+++ Material to process
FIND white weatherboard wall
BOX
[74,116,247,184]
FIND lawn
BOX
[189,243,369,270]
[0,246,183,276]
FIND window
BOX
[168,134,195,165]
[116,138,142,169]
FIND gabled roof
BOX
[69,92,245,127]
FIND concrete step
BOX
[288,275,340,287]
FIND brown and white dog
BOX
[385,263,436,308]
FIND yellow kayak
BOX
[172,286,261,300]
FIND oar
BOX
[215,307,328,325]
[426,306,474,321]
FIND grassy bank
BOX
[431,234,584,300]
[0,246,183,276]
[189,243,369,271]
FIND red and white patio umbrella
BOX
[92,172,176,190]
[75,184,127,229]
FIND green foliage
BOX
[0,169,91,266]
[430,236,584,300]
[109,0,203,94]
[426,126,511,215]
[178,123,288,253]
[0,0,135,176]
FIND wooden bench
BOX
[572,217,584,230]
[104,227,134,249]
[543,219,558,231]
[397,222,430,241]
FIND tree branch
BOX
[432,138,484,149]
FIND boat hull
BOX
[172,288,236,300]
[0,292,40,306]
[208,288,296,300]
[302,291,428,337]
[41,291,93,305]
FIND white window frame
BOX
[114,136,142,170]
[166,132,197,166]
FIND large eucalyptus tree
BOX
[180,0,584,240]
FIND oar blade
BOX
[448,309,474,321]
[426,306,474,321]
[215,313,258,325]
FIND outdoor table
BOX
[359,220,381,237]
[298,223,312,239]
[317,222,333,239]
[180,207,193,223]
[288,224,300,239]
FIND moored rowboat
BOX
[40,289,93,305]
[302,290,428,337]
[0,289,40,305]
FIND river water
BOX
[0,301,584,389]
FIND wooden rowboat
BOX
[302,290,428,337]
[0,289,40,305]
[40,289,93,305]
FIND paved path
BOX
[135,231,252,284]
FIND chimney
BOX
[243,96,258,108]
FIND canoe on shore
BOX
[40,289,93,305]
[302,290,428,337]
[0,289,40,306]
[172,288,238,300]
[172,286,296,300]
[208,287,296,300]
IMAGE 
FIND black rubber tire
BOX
++++++
Task details
Rewrite the records from the beginning through the line containing "[0,0,135,176]", inclusive, replacing "kayak" with "canoe" and leaving everything else unchanged.

Exercise solution
FIND white weatherboard wall
BOX
[74,116,247,184]
FIND lawn
BOX
[189,243,369,270]
[0,246,183,276]
FIND window
BOX
[168,134,195,165]
[116,138,142,169]
FIND gabled roof
BOX
[69,92,245,127]
FIND concrete step
BOX
[288,275,340,287]
FIND brown and white dog
BOX
[385,263,436,308]
FIND yellow canoe
BOX
[172,286,261,300]
FIND oar
BOX
[215,307,328,325]
[426,306,474,321]
FIND grassy bank
BOX
[431,234,584,300]
[0,246,183,276]
[189,243,369,271]
FIND red and white patio umbrella
BOX
[92,172,176,190]
[75,184,127,229]
FIND green foliage
BOX
[0,169,91,266]
[430,236,584,300]
[109,0,203,94]
[426,126,511,215]
[178,123,288,253]
[0,0,135,176]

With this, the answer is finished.